* _GESTELLTE AUFGABE_
Aktualisiere im Text über die Sicherheit in Stadien den Abschnitt von „Stimmungsboykott gegen Ganzkörperkontrolle“ bis einschließlich „Scham und Ansehensverlust.“. Ersetze dabei „Sicherheitskonzept“ durch „Sicherheitspapier“.

* _TEXTABSCHNITT_
####################

Der Streit um die Sicherheit in Stadien

Stimmungsboykott gegen Ganzkörperkontrolle

Am 12. Dezember soll über das Sicherheitskonzept der DFL abgestimmt werden. Fans und Ultras wollen es nicht einfach hinnehmen.

Das eigene Banner abzufackeln, noch dazu bei einer Aktion für das kontrollierte Abbrennen von Pyrotechnik, ist normalerweise schon an Peinlichkeit kaum zu übertreffen – passiert dies jedoch ausgerechnet kurz vor einer Abstimmung, deren Ergebnis weitreichende Konsequenzen für die Ultra- und Fußballfan-Szene haben kann, sind die Folgen möglicherweise drastischer als nur Blamage, Scham und Ansehensverlust.
Die Chosen Few hatten beim Auswärtsspiel des HSV in Düsseldorf eigentlich nur mit einigen Bengalos ein Pyro-Intro machen wollen. Ein Spruchband mit der Aufschrift »Lasst uns ein Spiel spielen« fing dabei jedoch ebenso Feuer wie das Auswärtsbanner der Gruppe, das komplett abbrannte. Das Spiel konnte daraufhin erst mit fünfminütiger Verspätung angepfiffen werden.
Dass die Chosen Few – eigentlich eine Gruppe, die sich durch Aktionen wie die besonders ausgefeilte Choreographie zum 125jährigen Vereinsjubiläum, für die 45 000 Doppelhalter angefertigt wurden, einen guten Ruf erarbeitet hat – nun Spott und Häme der gegnerischen Fans über sich ergehen lassen muss, wäre für sie schon schlimm genug.

####################

* _DATENEINTRÄGE_
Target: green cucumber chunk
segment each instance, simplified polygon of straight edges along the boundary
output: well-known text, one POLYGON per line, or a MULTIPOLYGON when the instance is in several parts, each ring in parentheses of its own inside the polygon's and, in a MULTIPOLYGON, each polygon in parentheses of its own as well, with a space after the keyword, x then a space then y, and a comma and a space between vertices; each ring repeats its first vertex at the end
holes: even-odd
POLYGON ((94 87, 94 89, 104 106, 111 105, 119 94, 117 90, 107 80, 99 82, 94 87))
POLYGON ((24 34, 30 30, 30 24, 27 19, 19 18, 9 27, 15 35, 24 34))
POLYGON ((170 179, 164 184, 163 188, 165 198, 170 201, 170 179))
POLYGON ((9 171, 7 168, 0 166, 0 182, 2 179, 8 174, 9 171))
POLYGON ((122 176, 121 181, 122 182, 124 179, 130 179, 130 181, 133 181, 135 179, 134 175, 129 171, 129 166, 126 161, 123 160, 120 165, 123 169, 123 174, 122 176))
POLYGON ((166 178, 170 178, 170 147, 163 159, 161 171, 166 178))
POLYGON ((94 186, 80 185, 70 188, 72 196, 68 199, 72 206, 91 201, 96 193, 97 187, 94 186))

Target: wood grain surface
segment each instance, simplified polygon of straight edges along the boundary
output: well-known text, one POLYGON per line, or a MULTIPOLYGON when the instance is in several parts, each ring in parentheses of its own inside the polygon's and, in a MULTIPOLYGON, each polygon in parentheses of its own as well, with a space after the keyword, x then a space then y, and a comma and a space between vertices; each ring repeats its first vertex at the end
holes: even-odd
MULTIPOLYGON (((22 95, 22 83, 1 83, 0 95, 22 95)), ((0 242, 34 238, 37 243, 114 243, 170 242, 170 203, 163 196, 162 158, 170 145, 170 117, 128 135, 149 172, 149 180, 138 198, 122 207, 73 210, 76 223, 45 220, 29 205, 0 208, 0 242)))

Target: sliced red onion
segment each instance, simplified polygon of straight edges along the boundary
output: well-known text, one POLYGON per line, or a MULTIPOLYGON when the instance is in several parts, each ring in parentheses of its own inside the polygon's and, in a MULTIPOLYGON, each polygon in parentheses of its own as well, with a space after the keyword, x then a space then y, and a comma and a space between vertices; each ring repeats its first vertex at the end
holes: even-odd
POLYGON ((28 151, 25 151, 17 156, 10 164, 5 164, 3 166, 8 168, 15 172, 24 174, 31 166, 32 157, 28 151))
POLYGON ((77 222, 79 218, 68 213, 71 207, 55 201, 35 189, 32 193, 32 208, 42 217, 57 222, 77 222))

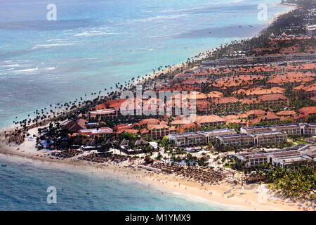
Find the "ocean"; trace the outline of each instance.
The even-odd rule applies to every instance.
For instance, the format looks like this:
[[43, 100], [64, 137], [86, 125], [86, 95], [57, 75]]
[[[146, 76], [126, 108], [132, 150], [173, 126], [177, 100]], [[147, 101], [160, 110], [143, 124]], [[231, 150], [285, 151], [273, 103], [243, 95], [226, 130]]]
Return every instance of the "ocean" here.
[[[58, 169], [46, 163], [0, 155], [1, 210], [242, 210], [185, 198], [114, 175]], [[48, 204], [48, 187], [56, 203]]]
[[[257, 34], [288, 10], [279, 1], [1, 0], [0, 129]], [[47, 20], [49, 4], [56, 20]]]
[[[0, 129], [258, 34], [279, 0], [1, 0]], [[56, 20], [46, 19], [49, 4]], [[259, 20], [259, 4], [268, 18]], [[51, 107], [50, 106], [51, 105]], [[18, 119], [15, 119], [17, 117]], [[1, 159], [0, 210], [222, 210], [139, 184]], [[48, 186], [58, 203], [47, 204]], [[86, 193], [89, 193], [89, 195]]]

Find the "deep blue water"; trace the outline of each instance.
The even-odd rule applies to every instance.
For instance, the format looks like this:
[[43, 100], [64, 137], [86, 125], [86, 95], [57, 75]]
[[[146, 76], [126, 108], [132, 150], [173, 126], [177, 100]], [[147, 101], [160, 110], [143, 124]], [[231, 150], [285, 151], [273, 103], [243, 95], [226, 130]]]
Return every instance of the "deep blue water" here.
[[[48, 169], [0, 158], [0, 210], [228, 210], [232, 207], [178, 198], [114, 176]], [[57, 203], [47, 203], [48, 187]], [[87, 193], [89, 194], [88, 195]]]
[[[0, 128], [251, 37], [268, 22], [258, 6], [270, 20], [288, 10], [279, 1], [1, 0]], [[51, 3], [56, 21], [46, 20]]]
[[[267, 4], [270, 20], [288, 10], [279, 1], [0, 0], [0, 128], [257, 34], [268, 22], [258, 20], [258, 5]], [[51, 3], [56, 21], [46, 20]], [[93, 174], [3, 163], [0, 210], [228, 210]], [[56, 205], [46, 202], [51, 186]]]

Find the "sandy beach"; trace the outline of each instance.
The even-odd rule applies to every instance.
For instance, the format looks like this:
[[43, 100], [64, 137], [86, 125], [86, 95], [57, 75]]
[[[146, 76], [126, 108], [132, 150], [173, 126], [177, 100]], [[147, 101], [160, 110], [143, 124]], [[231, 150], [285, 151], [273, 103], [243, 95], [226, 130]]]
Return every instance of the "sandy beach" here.
[[[281, 5], [281, 4], [278, 4]], [[291, 6], [282, 6], [290, 7]], [[294, 6], [296, 7], [296, 6]], [[278, 16], [287, 13], [282, 13]], [[272, 21], [270, 21], [272, 22]], [[210, 50], [211, 51], [211, 49]], [[206, 51], [205, 52], [207, 52]], [[204, 53], [205, 53], [204, 52]], [[201, 56], [202, 59], [205, 56]], [[186, 66], [185, 63], [184, 67]], [[150, 75], [146, 79], [152, 79], [162, 73], [171, 72], [178, 68], [183, 68], [183, 65], [178, 64], [171, 68], [166, 68], [157, 72]], [[141, 83], [144, 81], [135, 82]], [[11, 126], [11, 129], [15, 126]], [[1, 131], [3, 132], [3, 131]], [[37, 134], [37, 128], [28, 131], [32, 136]], [[235, 184], [224, 180], [214, 185], [204, 185], [195, 181], [189, 180], [175, 174], [167, 174], [165, 173], [156, 173], [138, 167], [138, 161], [124, 161], [119, 164], [112, 162], [105, 162], [103, 165], [91, 163], [86, 161], [77, 160], [81, 155], [77, 155], [71, 159], [58, 160], [49, 158], [48, 151], [46, 150], [38, 150], [35, 147], [35, 140], [25, 139], [20, 145], [7, 143], [4, 140], [3, 133], [0, 136], [0, 158], [13, 160], [25, 160], [34, 165], [41, 165], [50, 169], [69, 169], [70, 171], [88, 171], [96, 174], [96, 176], [108, 176], [117, 177], [118, 179], [129, 179], [144, 184], [148, 187], [153, 187], [162, 190], [162, 192], [174, 193], [179, 197], [186, 199], [194, 199], [206, 202], [216, 202], [231, 207], [236, 210], [315, 210], [314, 208], [307, 208], [305, 201], [292, 202], [289, 198], [279, 196], [275, 192], [268, 190], [265, 187], [265, 195], [262, 198], [262, 192], [258, 191], [258, 184], [243, 185]], [[82, 154], [86, 154], [84, 153]], [[237, 176], [240, 176], [237, 174]], [[262, 188], [262, 186], [261, 187]], [[298, 205], [302, 205], [299, 206]], [[308, 203], [309, 205], [310, 203]]]
[[[29, 130], [34, 134], [37, 129]], [[258, 184], [244, 185], [220, 181], [218, 184], [202, 184], [196, 181], [176, 175], [176, 174], [156, 173], [140, 169], [139, 161], [124, 161], [119, 164], [107, 162], [101, 164], [78, 160], [77, 155], [70, 159], [57, 160], [47, 156], [46, 150], [37, 150], [35, 141], [26, 140], [21, 145], [8, 146], [1, 140], [0, 157], [10, 160], [27, 160], [34, 165], [41, 165], [48, 169], [69, 169], [70, 171], [91, 172], [96, 175], [116, 177], [117, 179], [127, 179], [144, 184], [149, 187], [162, 190], [162, 192], [173, 193], [178, 197], [189, 200], [202, 201], [209, 204], [214, 202], [229, 206], [234, 210], [304, 210], [304, 201], [293, 202], [289, 198], [282, 198], [266, 188], [264, 199], [258, 192]], [[86, 153], [83, 153], [86, 154]], [[236, 177], [240, 174], [236, 174]], [[162, 191], [163, 190], [163, 191]], [[299, 207], [298, 205], [303, 205]], [[308, 203], [310, 204], [310, 203]], [[308, 210], [314, 210], [308, 208]]]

####################

* _LÖSUNG DER AUFGABE_
Stimmungsboykott gegen Ganzkörperkontrolle

Am 12. Dezember soll über das Sicherheitspapier der DFL abgestimmt werden. Fans und Ultras wollen es nicht einfach hinnehmen.

Das eigene Banner abzufackeln, noch dazu bei einer Aktion für das kontrollierte Abbrennen von Pyrotechnik, ist normalerweise schon an Peinlichkeit kaum zu übertreffen – passiert dies jedoch ausgerechnet kurz vor einer Abstimmung, deren Ergebnis weitreichende Konsequenzen für die Ultra- und Fußballfan-Szene haben kann, sind die Folgen möglicherweise drastischer als nur Blamage, Scham und Ansehensverlust.